> CONSIGNE A:
Recopiez tel quel le passage de l'extrait sur la littérature d'horreur, depuis « Sans la traduction, il » jusqu'à « vie aux bibliothèques!). » inclus.
> CONSIGNE B:
D'après l'extrait sur la littérature d'horreur, en quel mois et en quelle année les éditions Bayard Poche publient-elles leurs trois premiers titres de « Goosebumps » ?
> CONSIGNE C:
Condensez le paragraphe de l'extrait sur la littérature d'horreur qui commence par « Sans la traduction, il n'y aurait pas » en conservant ses faits principaux.

> EXTRAIT PRÉSENTÉ:
┄┄┄┄┄┄┄┄┄┄
Sans la traduction, il n’y aurait pas de littérature d’horreur francophone, qu’elle s’adresse à la jeunesse ou aux adultes. Si en français il existait déjà une tradition fantastique empreinte d’épouvante (certains textes de Maupassant et de Maurice Level, par exemple), il faut attendre les années 1970 pour que le genre se fasse une place sur nos étagères grâce aux traductions, avec notamment Un Bébé pour Rosemary d’Ira Levin (trad. Élisabeth Janvier, 1968), L’Exorciste de William Peter Blatty (trad. Jacqueline Remillet, 1971) et Carrie de Stephen King (trad. Henri Robillot, 1976). King est aussi bien souvent l’auteur passerelle vers l’horreur pour le lectorat adolescent; plusieurs peuvent certainement se revoir emprunter avec fébrilité Carrie et La Part des ténèbres (trad. William Olivier Desmond, 1990) à la bibliothèque municipale (longue vie aux bibliothèques!).

Bien des jeunes lecteurs et lectrices ayant grandi durant les années 1990 ont connu leurs premiers frissons grâce à une littérature jeunesse d’horreur en pleine expansion. Cette dernière se développe par le biais de séries et de collections qui s’affranchissent de la règle dominante à l’époque dans le milieu, résumée ainsi en 1999 par Geneviève Brisac (directrice de collections à L’École des loisirs) : « Contrairement à ce qui peut se passer en littérature générale, ce qui dérange et provoque est mis de côté : il ne faut pas inquiéter.1 » La série pionnière en la matière? « Goosebumps » (« Chair de poule »), bien sûr. L’auteur américain R. L. Stine veut effrayer son lectorat, mais sans jamais le traumatiser : il s’adresse après tout aux 8-12 ans. La tension et la peur n’atteignent donc jamais leur paroxysme, car Stine instille de l’humour dans la narration et les dialogues (très présents), ainsi que dans certaines situations (farces et mauvais tours). Les premiers tomes paraissent en 1992 aux États-Unis et « Goosebumps » devient rapidement un phénomène international traduit dans une trentaine de langues. En France, les éditions Bayard Poche publient en mars 1995 leurs trois premiers titres : La Malédiction de la momie (trad. Jean-Baptiste Médina), La Nuit des pantins (trad. Charlie Meunier) et Dangereuses photos (trad. Daniel Alibert-Kouraguine). Au Québec, ce sont les éditions Héritage Jeunesse, puis Scholastic Québec, qui diffusent la série. Le rythme de parution est intense, puisque près de soixante-quatorze volumes vont paraître entre 1995 et 2001, date d’arrêt de la série initiale. Le succès rencontré en français est immense et facilité par l’adoption du format abordable du livre de poche, avec quelque onze millions d’exemplaires traduits vendus entre mars 1995 et décembre 19992.
┄┄┄┄┄┄┄┄┄┄
> DONNÉES ENREGISTRÉES:
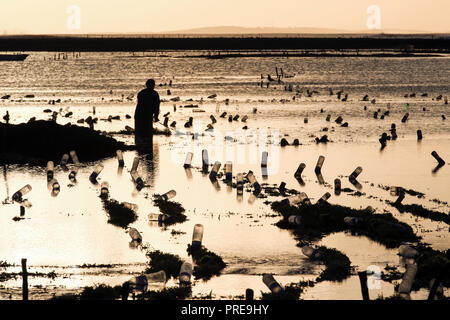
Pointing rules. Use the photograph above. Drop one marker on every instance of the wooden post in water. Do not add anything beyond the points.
(24, 280)
(363, 280)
┄┄┄┄┄┄┄┄┄┄
> RÉPONSE ATTENDUE A:
Sans la traduction, il n’y aurait pas de littérature d’horreur francophone, qu’elle s’adresse à la jeunesse ou aux adultes. Si en français il existait déjà une tradition fantastique empreinte d’épouvante (certains textes de Maupassant et de Maurice Level, par exemple), il faut attendre les années 1970 pour que le genre se fasse une place sur nos étagères grâce aux traductions, avec notamment Un Bébé pour Rosemary d’Ira Levin (trad. Élisabeth Janvier, 1968), L’Exorciste de William Peter Blatty (trad. Jacqueline Remillet, 1971) et Carrie de Stephen King (trad. Henri Robillot, 1976). King est aussi bien souvent l’auteur passerelle vers l’horreur pour le lectorat adolescent; plusieurs peuvent certainement se revoir emprunter avec fébrilité Carrie et La Part des ténèbres (trad. William Olivier Desmond, 1990) à la bibliothèque municipale (longue vie aux bibliothèques!).

> RÉPONSE ATTENDUE B:
En mars 1995.

> RÉPONSE ATTENDUE C:
Sans la traduction, la littérature d'horreur francophone, pour la jeunesse comme pour les adultes, n'existerait pas. Malgré une tradition fantastique française déjà empreinte d'épouvante (Maupassant, Maurice Level), le genre ne s'impose qu'à partir des années 1970 grâce à des traductions comme Un Bébé pour Rosemary d'Ira Levin (1968), L'Exorciste de William Peter Blatty (1971) et Carrie de Stephen King (1976). King est souvent l'auteur passerelle vers l'horreur pour les adolescents, qui empruntaient Carrie et La Part des ténèbres (1990) à la bibliothèque municipale.